WHAT TO PRODUCE:
Rewrite the part that opens with the row containing "Please put a dot on every instance of the blue" and closes with the row containing "<point>289,156</point>", changing "swan's curved neck" to "swan's long neck" and leaving everything else as it is.

INPUT RECORDS:
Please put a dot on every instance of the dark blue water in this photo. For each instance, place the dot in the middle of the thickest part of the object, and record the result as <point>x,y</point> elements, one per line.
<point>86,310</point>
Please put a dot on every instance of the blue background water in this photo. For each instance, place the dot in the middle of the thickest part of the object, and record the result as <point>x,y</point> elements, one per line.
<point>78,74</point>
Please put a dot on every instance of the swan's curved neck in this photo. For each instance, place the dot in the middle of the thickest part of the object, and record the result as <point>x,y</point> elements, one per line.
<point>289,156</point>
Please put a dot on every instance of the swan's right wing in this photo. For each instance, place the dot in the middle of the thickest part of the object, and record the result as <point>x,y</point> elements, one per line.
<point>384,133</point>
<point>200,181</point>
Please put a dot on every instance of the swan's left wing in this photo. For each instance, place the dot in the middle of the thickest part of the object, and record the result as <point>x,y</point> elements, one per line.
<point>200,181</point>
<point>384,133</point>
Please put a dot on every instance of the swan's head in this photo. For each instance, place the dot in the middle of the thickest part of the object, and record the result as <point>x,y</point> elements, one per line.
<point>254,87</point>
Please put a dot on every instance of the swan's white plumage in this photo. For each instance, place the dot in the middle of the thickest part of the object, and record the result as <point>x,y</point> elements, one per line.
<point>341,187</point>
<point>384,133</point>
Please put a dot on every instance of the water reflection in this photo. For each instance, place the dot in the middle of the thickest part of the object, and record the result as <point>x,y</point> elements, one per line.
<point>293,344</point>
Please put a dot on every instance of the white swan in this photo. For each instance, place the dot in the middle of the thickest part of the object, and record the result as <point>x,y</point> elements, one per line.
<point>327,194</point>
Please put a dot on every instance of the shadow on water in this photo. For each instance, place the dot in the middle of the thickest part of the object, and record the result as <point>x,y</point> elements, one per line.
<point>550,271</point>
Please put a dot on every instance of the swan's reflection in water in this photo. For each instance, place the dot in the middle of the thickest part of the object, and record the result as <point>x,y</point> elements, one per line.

REPLY:
Please put a dot on every instance of the blue background water in this photo. For each instance, place the dot in the middle of the thickest part of the object, and record the result as <point>x,y</point> elements, one per line.
<point>78,74</point>
Please put a dot on every instance of the swan's long neck in this photo. For each instance, place the dot in the middle of the thickest part of the object, and record the result as <point>x,y</point> elements, one per line.
<point>289,156</point>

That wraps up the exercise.